- ACTION ITEM
Excluding pictures, transcribe precisely the lines from the one containing "Target: dark crate" to the final line of the listing below, inclusive, and nothing more.

- INPUT FOR THIS TASK

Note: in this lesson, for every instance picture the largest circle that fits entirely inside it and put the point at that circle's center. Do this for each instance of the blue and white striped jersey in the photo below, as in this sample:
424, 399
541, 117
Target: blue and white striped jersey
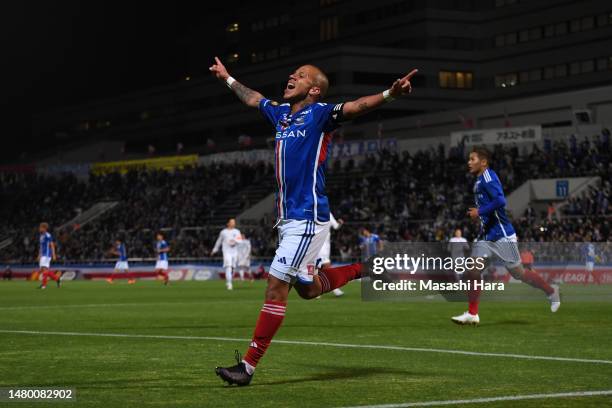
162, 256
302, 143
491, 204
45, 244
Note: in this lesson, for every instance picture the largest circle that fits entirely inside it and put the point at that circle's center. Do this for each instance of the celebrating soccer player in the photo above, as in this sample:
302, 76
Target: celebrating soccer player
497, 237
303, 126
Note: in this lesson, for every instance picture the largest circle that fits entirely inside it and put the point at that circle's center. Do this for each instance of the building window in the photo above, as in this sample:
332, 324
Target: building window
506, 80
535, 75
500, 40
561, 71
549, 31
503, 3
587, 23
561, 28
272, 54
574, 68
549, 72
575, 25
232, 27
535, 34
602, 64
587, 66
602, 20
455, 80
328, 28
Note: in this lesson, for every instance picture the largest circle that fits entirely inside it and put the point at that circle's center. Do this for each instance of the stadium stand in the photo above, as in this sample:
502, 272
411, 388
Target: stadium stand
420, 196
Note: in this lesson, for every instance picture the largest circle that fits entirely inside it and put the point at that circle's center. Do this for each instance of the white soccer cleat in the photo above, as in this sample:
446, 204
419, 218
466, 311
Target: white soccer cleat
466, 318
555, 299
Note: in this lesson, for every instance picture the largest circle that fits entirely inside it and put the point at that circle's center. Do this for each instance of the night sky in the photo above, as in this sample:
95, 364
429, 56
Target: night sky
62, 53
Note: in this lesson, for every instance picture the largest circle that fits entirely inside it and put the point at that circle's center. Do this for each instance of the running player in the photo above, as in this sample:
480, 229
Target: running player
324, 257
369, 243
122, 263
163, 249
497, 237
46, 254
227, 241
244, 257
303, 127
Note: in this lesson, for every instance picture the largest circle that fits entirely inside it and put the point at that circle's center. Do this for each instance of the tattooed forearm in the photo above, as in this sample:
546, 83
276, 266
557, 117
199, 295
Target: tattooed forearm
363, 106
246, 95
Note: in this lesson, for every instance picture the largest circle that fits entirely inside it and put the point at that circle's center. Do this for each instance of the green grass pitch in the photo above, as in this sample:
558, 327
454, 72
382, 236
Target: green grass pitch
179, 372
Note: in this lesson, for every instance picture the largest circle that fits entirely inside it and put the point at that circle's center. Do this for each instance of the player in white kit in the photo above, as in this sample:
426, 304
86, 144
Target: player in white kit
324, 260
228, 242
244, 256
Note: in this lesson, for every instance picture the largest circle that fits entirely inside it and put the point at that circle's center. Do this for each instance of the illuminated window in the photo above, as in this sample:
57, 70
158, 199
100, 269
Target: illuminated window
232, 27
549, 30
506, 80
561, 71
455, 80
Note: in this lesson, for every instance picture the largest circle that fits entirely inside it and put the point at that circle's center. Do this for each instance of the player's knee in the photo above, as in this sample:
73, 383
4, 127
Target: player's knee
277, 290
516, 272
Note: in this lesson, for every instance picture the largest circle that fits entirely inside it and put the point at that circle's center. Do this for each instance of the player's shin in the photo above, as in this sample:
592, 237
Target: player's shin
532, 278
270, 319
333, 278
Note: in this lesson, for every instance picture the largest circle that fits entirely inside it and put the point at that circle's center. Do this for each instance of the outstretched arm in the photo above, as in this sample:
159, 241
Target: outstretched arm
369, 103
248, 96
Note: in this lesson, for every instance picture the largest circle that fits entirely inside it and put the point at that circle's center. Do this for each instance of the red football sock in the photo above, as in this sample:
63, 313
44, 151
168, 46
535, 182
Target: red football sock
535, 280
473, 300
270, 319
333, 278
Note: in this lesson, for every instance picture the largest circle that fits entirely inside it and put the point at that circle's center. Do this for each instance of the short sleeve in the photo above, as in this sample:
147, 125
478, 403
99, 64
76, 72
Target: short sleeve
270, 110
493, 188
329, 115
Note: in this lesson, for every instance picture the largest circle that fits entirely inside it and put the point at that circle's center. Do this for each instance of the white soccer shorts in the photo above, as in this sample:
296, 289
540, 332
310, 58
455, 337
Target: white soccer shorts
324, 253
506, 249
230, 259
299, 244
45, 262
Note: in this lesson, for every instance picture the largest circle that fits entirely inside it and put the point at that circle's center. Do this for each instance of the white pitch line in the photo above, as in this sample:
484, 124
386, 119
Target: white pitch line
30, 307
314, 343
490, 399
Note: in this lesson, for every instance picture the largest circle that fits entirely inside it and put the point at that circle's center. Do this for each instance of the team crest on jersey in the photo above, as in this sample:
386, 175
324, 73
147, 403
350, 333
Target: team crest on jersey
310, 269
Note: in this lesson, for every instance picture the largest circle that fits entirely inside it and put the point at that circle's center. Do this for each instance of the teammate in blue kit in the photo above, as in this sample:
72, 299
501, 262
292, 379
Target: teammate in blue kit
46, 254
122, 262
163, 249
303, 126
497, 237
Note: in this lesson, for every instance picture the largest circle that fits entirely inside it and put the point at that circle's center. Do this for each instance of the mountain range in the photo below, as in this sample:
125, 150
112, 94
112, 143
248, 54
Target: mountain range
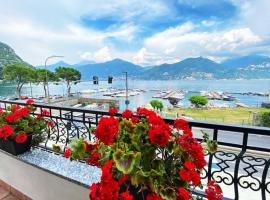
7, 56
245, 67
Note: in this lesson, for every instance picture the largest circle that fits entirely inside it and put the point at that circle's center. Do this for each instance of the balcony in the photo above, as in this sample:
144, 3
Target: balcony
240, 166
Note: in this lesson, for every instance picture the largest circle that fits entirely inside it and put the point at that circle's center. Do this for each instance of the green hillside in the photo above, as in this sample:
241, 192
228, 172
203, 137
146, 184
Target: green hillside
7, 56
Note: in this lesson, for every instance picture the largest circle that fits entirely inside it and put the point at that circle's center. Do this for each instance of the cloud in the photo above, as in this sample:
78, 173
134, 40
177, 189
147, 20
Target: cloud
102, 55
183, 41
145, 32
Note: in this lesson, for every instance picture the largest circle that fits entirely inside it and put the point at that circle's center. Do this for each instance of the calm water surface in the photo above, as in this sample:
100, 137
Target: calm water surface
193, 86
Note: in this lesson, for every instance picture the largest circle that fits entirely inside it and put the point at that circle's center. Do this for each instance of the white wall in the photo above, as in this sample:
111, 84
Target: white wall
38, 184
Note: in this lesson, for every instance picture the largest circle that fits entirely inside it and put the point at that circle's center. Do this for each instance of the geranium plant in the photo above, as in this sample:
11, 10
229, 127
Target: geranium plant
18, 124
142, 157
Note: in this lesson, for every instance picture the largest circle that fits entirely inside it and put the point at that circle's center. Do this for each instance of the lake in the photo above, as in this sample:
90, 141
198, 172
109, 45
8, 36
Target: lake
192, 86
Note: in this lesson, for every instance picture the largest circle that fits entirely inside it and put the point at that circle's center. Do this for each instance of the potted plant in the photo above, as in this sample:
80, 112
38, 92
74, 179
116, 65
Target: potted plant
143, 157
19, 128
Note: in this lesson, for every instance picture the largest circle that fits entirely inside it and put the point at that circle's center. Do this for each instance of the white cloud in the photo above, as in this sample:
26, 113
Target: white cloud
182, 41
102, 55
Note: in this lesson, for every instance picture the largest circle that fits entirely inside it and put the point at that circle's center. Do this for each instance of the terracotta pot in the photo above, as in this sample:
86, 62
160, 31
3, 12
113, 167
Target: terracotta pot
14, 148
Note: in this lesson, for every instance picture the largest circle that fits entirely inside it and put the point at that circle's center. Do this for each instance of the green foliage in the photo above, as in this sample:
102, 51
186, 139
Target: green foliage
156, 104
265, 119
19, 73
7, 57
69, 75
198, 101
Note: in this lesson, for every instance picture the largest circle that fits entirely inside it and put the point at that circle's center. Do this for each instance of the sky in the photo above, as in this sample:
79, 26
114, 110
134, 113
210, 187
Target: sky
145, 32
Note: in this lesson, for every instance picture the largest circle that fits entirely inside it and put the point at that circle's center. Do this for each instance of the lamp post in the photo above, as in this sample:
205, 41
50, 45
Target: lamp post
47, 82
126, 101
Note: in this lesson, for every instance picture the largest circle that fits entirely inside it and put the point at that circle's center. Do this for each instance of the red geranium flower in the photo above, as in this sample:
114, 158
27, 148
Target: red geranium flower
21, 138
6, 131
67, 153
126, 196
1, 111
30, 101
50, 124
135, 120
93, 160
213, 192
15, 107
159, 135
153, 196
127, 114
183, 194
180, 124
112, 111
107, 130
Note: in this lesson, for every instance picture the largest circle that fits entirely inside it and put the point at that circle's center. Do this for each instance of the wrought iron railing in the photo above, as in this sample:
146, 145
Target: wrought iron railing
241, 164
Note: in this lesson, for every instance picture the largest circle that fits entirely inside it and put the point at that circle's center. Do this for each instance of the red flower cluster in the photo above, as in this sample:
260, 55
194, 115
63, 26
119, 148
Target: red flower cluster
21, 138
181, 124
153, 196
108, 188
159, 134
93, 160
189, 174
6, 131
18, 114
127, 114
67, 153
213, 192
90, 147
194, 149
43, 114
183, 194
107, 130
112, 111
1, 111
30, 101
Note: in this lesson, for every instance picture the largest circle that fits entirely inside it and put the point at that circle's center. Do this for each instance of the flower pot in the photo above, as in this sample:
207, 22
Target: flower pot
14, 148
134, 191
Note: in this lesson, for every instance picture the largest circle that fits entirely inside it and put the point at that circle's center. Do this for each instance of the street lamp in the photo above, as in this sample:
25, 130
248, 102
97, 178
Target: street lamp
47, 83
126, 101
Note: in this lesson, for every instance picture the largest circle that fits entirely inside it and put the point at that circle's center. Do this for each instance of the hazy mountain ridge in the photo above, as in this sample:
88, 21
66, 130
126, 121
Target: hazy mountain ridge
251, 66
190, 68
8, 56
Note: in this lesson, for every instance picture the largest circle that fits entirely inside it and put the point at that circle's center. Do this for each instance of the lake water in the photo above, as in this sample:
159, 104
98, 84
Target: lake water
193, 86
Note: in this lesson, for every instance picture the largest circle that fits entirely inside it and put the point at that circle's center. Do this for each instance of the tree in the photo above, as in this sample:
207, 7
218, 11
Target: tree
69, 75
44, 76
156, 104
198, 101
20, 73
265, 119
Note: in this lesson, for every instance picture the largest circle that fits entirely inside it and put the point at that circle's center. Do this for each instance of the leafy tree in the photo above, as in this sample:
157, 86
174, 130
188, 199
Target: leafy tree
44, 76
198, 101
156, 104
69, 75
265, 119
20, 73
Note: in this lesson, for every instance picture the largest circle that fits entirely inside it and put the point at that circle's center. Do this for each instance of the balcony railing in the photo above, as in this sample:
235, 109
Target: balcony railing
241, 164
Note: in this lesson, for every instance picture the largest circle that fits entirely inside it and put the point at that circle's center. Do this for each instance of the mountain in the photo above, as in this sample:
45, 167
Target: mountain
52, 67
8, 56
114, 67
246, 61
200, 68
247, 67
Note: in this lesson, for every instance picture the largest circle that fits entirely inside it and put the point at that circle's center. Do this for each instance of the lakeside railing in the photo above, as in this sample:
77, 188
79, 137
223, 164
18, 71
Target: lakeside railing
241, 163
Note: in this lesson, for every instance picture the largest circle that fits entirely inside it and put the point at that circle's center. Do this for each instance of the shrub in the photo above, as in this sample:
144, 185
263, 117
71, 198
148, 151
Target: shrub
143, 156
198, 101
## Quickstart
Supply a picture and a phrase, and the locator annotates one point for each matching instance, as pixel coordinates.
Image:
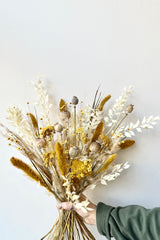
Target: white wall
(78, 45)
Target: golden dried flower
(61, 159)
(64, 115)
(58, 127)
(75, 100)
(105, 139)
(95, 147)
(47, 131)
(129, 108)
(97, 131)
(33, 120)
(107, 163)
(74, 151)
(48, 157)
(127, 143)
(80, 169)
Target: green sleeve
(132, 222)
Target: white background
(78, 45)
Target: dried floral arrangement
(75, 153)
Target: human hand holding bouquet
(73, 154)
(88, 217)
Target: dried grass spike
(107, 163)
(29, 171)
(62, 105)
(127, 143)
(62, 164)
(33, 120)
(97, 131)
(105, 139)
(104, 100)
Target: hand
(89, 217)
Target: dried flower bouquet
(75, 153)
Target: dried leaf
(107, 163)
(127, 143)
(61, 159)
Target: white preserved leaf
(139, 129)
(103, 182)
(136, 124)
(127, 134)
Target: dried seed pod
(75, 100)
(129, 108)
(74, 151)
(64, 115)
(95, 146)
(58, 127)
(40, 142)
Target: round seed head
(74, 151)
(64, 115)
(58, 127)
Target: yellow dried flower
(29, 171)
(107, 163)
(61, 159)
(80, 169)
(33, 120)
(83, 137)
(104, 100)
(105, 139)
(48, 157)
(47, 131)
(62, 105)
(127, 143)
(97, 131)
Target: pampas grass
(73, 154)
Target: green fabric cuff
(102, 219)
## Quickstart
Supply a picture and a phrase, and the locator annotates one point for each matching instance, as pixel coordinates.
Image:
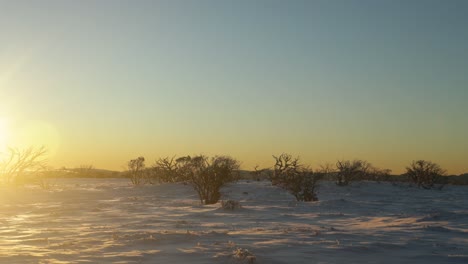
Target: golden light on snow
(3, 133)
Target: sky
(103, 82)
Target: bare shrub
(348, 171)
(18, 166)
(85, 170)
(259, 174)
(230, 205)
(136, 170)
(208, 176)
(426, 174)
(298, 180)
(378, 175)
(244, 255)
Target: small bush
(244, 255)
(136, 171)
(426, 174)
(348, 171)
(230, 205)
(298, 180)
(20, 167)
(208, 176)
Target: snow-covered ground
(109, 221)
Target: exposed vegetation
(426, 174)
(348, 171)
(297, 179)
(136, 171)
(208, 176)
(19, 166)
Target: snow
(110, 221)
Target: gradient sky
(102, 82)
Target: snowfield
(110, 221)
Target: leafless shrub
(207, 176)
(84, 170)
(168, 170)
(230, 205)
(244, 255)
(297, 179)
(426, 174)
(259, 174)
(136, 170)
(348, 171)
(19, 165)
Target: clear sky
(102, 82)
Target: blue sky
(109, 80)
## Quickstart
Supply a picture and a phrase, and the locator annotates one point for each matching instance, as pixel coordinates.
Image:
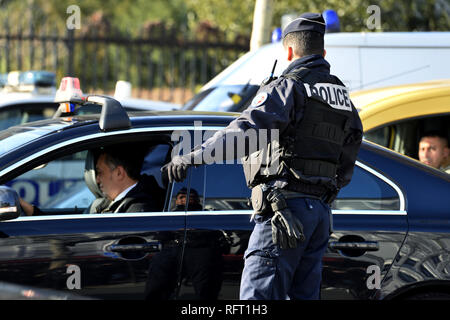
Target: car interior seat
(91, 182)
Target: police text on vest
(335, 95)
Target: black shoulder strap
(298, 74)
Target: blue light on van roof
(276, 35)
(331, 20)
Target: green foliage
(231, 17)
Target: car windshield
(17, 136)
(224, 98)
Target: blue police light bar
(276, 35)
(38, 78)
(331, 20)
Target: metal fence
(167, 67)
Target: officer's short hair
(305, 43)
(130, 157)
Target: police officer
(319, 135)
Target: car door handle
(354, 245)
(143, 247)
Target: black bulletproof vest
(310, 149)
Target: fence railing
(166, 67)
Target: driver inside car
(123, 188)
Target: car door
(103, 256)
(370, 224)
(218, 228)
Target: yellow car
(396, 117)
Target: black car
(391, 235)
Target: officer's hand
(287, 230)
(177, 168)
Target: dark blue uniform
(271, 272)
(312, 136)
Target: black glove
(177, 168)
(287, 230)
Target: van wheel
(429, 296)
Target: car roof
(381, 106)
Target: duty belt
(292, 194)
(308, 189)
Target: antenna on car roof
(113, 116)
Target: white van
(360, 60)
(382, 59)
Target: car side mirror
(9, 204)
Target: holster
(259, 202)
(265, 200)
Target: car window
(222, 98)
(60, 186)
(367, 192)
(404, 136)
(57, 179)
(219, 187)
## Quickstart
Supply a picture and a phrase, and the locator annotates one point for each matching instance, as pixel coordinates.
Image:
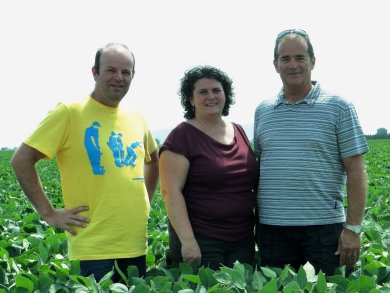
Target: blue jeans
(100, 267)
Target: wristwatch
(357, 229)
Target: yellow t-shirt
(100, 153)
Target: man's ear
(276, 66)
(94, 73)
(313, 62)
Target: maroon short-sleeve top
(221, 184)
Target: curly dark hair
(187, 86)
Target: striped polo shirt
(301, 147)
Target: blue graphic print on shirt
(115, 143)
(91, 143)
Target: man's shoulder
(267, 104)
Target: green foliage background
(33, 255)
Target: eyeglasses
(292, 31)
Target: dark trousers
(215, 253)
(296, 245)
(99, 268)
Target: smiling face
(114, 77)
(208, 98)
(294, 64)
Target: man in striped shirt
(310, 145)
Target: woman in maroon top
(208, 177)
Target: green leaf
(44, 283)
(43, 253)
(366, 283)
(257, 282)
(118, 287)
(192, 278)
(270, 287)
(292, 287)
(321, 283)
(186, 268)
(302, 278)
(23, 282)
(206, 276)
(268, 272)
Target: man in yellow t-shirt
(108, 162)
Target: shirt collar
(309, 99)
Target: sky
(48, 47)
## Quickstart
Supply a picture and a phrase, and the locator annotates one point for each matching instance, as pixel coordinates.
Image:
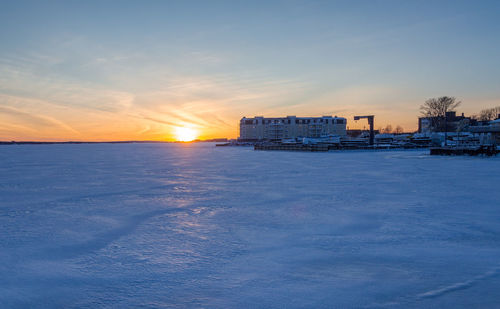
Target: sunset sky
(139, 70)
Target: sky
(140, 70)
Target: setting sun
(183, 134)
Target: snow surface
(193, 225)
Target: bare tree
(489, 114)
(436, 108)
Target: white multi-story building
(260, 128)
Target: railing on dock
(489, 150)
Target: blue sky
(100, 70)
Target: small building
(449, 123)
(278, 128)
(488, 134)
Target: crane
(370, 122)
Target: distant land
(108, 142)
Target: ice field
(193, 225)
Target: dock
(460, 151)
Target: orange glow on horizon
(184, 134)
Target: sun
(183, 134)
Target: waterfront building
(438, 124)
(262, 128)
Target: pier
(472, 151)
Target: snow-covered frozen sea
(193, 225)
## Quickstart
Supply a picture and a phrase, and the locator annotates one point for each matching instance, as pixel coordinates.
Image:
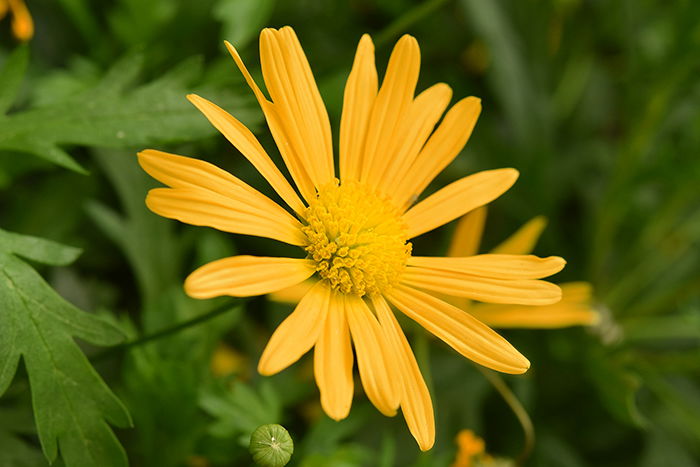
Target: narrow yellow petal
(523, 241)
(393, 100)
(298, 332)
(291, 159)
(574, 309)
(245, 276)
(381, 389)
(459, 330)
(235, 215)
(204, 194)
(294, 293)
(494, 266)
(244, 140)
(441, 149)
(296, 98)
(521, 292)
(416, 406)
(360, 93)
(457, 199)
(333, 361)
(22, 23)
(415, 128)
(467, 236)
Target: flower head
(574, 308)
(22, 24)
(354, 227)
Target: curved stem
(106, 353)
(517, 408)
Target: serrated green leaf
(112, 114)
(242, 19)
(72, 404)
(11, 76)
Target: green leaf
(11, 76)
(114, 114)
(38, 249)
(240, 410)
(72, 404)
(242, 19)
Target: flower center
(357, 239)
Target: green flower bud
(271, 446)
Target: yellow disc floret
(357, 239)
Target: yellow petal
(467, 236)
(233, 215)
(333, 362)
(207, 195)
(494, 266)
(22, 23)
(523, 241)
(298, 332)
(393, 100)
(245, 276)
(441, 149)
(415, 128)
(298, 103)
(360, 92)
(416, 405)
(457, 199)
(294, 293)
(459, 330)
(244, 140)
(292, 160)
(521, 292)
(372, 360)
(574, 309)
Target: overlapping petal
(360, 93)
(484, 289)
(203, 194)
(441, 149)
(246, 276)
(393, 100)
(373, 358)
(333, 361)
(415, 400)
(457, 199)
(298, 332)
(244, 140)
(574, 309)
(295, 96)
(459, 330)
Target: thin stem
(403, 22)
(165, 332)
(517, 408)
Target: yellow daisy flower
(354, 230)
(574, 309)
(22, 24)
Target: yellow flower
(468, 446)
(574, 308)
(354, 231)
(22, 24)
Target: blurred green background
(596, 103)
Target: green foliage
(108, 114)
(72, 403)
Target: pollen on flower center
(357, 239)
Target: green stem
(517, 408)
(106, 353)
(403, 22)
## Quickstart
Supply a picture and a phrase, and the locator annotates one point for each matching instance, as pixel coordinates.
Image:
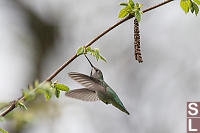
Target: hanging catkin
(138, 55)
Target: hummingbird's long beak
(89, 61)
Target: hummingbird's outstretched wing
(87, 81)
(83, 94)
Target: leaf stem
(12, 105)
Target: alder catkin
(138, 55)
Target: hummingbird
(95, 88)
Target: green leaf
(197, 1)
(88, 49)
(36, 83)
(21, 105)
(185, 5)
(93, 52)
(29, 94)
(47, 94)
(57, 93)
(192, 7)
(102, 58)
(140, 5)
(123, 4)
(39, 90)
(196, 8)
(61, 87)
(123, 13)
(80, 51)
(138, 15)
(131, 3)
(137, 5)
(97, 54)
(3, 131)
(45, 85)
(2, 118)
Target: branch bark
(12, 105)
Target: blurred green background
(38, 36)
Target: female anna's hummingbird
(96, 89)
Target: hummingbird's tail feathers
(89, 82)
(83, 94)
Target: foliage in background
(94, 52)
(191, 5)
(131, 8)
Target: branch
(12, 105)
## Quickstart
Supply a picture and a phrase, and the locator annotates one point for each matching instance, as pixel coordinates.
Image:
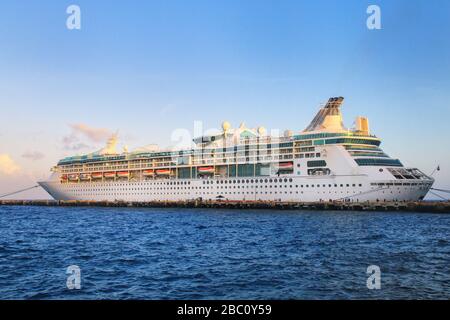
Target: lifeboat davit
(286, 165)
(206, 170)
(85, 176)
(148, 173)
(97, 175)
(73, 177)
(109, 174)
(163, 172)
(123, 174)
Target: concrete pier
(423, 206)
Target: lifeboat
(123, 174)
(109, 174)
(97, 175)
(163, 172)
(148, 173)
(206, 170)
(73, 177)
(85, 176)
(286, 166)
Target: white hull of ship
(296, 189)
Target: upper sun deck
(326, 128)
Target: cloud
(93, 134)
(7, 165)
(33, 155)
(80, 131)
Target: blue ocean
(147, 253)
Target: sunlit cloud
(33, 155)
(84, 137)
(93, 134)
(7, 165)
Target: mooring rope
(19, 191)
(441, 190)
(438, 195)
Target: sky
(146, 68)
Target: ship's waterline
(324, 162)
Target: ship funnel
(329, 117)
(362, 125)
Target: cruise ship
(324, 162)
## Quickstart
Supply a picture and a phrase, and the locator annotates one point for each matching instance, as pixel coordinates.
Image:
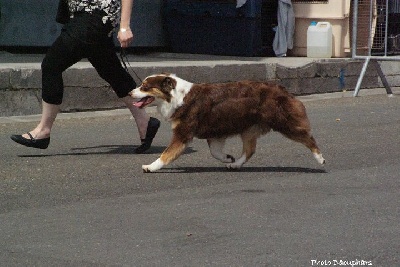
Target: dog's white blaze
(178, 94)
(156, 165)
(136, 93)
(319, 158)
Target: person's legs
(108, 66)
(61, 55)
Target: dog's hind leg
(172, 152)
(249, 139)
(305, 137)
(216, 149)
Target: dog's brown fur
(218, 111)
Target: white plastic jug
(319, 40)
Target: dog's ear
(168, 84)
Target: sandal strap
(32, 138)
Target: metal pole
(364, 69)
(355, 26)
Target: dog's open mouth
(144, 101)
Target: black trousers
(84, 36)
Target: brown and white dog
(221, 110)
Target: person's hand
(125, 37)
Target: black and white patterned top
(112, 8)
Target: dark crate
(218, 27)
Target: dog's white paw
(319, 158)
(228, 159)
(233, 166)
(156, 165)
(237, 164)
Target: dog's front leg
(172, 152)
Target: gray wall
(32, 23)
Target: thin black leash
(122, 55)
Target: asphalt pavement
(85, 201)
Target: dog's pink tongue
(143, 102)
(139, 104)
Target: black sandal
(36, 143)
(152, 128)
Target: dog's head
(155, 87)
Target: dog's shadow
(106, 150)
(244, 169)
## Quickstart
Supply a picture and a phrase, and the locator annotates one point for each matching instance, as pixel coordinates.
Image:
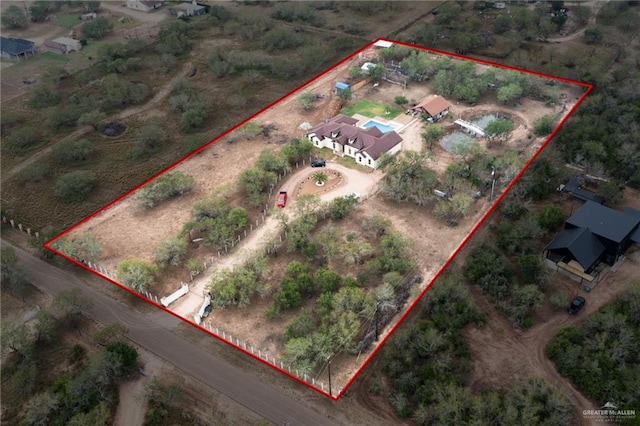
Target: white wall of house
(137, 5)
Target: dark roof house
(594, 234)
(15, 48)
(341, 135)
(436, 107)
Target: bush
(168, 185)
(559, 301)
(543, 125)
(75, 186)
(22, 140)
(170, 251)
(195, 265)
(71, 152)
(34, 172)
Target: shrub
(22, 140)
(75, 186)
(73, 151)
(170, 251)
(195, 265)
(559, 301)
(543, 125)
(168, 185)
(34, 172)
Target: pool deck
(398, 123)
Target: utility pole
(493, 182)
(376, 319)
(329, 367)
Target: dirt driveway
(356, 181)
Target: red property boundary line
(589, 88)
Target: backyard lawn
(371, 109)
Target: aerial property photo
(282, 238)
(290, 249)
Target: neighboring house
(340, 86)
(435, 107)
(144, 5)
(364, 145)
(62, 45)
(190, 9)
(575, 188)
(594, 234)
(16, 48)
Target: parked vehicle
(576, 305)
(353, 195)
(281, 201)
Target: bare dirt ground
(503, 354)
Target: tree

- RESPONSE TO THIS TASK
Target: dark crate
(218, 27)
Target: dog's white paw
(319, 158)
(228, 159)
(233, 166)
(156, 165)
(237, 164)
Target: dog's front leg
(172, 152)
Target: gray wall
(32, 23)
Target: thin black leash
(122, 55)
Target: asphalt pavement
(85, 201)
Target: dog's pink tongue
(143, 102)
(139, 104)
Target: black sandal
(36, 143)
(152, 128)
Target: dog's head
(155, 87)
Target: dog's shadow
(106, 150)
(244, 169)
## Quickstart
Supply a picture and a phrase, and the locator annotates one point for each matching instance, as pixel coordinates.
Image:
Target: white wall of house
(137, 5)
Target: dark roof house
(594, 234)
(15, 48)
(341, 135)
(436, 107)
Target: bush
(168, 185)
(559, 301)
(543, 125)
(75, 186)
(22, 140)
(170, 251)
(195, 265)
(71, 152)
(34, 172)
Target: shrub
(22, 140)
(75, 186)
(73, 151)
(170, 251)
(195, 265)
(559, 301)
(543, 125)
(168, 185)
(34, 172)
Target: pool deck
(398, 123)
Target: utility pole
(493, 182)
(376, 319)
(329, 367)
Target: dirt driveway
(356, 181)
Target: red property boundary line
(589, 88)
Target: backyard lawn
(371, 109)
Target: aerial property photo
(282, 238)
(290, 249)
Target: neighboring house
(340, 86)
(435, 107)
(144, 5)
(364, 145)
(62, 45)
(190, 9)
(575, 188)
(594, 234)
(16, 48)
Target: parked vehicle
(576, 305)
(353, 195)
(281, 201)
Target: bare dirt ground
(503, 354)
Target: tree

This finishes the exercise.